Tasks and exercises:
**1.** Write out the issue report about TimescaleDB refresh jobs word for word, covering everything from "BilalS10 commented 3" down to "mins (for daily)..".
**2.** For each statement, answer yes or no according to the issue report about TimescaleDB refresh jobs, and quote the words of the report that decide it. (a) The virtual machine has 64 gb of RAM. (b) The hourly refresh job finished after about half an hour. (c) The manual refresh of the hourly view completed successfully.

Open BilalS10 opened 3 years ago

BilalS10 commented 3 years ago

I have the latest tsdb (2.1) and pgsql (13.2) running on debian 10 with 16 vcpus and 64 gb ram and 1tb ssd on a gcp VM. I have 1 main hyper table that stores the raw data and 2 CAGG views, 1st to store hourly aggregated data and 2nd to store daily aggregated data. I have also configured refresh policies for both that have the following config : start data : null, end date : 1day (for daily) and 1 hour (for hourly) duration: every minute ( for hourly) and every 2 mins (for daily)..

I am facing the issue when I am deleting specific data ranging from 2 years back till today.. after running the delete query, I observe the refresh jobs (SELECT * FROM timescaledb_information.job_stats) and the jobs keeps running forever for both the views.. Screenshot from 2021-03-22 20-39-08 Screenshot from 2021-03-22 20-38-56

After around half an hour, the job for daily view, successfully finished but I could still see the agg data in the daily view. The hourly job didnt finish only and after more than 2 hours I killed the job as it seemed stuck. Next I ran a manual refresh for hourly view but even that query got stuck and I had to kill that process as well after an hour.. This happened with me twice. Kindly help me out with this.

I am attaching the screenshot of the job stats query and the invalidation logs table herewith for reference..

Listing:

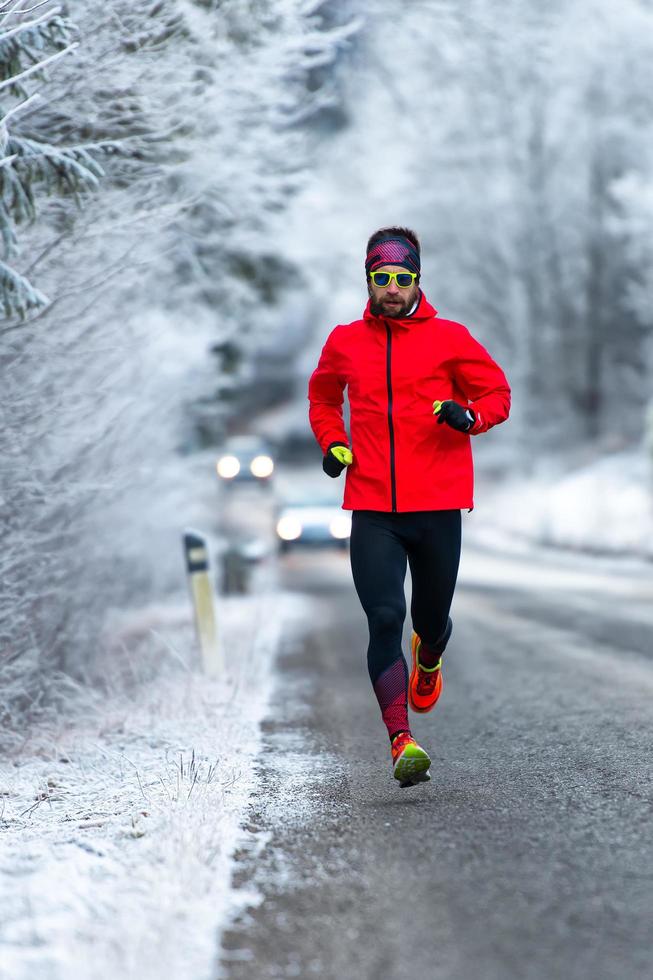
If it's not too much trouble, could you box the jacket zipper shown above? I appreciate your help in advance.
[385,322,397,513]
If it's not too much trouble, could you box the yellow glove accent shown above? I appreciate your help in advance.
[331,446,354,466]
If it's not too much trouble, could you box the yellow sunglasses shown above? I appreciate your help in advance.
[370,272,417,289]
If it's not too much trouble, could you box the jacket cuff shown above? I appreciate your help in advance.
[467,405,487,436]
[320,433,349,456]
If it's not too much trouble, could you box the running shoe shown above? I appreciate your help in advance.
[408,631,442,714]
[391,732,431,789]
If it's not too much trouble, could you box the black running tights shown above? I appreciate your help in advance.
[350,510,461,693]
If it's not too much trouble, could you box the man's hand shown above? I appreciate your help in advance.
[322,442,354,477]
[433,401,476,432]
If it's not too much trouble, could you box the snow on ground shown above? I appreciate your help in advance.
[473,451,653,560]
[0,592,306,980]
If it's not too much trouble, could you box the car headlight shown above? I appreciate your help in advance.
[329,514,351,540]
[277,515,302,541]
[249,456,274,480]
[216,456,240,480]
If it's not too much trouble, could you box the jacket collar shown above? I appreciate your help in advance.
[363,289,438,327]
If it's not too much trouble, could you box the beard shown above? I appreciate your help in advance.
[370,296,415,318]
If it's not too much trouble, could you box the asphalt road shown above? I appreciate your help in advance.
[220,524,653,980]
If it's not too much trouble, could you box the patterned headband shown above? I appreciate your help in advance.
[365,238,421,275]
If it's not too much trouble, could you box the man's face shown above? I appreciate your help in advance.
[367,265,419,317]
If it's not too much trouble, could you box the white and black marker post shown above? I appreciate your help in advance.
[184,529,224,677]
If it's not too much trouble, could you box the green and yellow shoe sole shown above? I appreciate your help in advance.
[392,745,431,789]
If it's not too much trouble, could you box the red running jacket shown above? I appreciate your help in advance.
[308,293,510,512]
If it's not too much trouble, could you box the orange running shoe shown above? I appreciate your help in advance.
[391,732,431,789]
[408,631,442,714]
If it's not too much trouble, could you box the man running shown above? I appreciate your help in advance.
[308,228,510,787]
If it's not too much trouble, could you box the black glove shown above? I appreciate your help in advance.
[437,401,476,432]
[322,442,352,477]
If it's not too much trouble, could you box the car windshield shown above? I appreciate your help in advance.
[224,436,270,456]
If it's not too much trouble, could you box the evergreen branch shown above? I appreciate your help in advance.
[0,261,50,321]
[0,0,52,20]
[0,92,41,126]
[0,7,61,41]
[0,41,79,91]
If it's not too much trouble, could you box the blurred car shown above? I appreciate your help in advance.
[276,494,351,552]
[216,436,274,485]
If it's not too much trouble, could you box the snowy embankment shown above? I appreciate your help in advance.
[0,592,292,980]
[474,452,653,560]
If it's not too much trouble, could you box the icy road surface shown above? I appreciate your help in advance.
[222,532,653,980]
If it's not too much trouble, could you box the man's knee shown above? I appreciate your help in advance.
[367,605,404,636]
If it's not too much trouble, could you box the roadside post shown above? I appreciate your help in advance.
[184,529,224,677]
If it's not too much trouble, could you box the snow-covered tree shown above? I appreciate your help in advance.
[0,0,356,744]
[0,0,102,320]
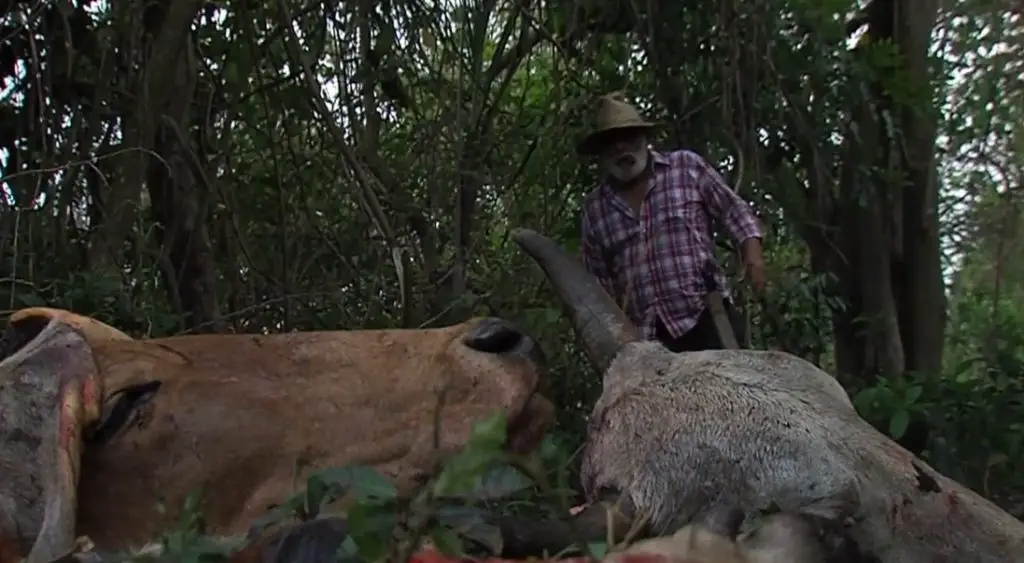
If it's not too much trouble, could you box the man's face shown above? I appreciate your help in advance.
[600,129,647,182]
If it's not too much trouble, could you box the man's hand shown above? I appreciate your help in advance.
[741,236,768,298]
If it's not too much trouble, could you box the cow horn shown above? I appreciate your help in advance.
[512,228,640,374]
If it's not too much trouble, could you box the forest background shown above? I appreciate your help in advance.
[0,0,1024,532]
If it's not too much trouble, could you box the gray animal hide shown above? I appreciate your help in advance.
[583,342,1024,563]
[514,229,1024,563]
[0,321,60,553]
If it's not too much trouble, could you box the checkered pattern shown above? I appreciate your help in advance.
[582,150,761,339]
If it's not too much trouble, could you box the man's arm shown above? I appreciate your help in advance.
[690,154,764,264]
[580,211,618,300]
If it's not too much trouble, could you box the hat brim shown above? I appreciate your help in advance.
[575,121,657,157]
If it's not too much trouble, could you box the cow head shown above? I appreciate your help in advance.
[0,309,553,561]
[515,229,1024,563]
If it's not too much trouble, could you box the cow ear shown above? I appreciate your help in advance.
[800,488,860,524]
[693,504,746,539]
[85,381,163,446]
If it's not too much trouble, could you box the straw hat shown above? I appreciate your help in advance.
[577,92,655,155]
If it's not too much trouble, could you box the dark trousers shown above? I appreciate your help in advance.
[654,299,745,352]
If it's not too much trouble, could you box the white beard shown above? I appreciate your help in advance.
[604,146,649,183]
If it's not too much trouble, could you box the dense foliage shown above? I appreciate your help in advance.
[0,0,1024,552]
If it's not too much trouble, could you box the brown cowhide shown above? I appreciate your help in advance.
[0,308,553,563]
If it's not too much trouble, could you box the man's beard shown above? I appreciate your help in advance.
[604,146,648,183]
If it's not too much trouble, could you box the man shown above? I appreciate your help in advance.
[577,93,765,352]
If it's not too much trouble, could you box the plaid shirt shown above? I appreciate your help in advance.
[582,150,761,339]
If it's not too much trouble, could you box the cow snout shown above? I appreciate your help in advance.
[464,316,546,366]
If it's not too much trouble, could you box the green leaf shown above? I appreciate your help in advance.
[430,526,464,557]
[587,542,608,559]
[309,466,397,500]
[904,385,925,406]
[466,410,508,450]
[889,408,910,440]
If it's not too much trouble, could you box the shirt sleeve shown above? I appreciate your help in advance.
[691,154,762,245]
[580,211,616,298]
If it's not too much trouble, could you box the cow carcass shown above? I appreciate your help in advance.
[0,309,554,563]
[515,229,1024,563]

Answers for the exercise:
**1.**
BilalS10 commented 3 years ago

I have the latest tsdb (2.1) and pgsql (13.2) running on debian 10 with 16 vcpus and 64 gb ram and 1tb ssd on a gcp VM. I have 1 main hyper table that stores the raw data and 2 CAGG views, 1st to store hourly aggregated data and 2nd to store daily aggregated data. I have also configured refresh policies for both that have the following config : start data : null, end date : 1day (for daily) and 1 hour (for hourly) duration: every minute ( for hourly) and every 2 mins (for daily)..

**2.**
(a) Yes: "16 vcpus and 64 gb ram"
(b) No: "The hourly job didnt finish only and after more than 2 hours I killed the job as it seemed stuck."
(c) No: "even that query got stuck and I had to kill that process as well after an hour"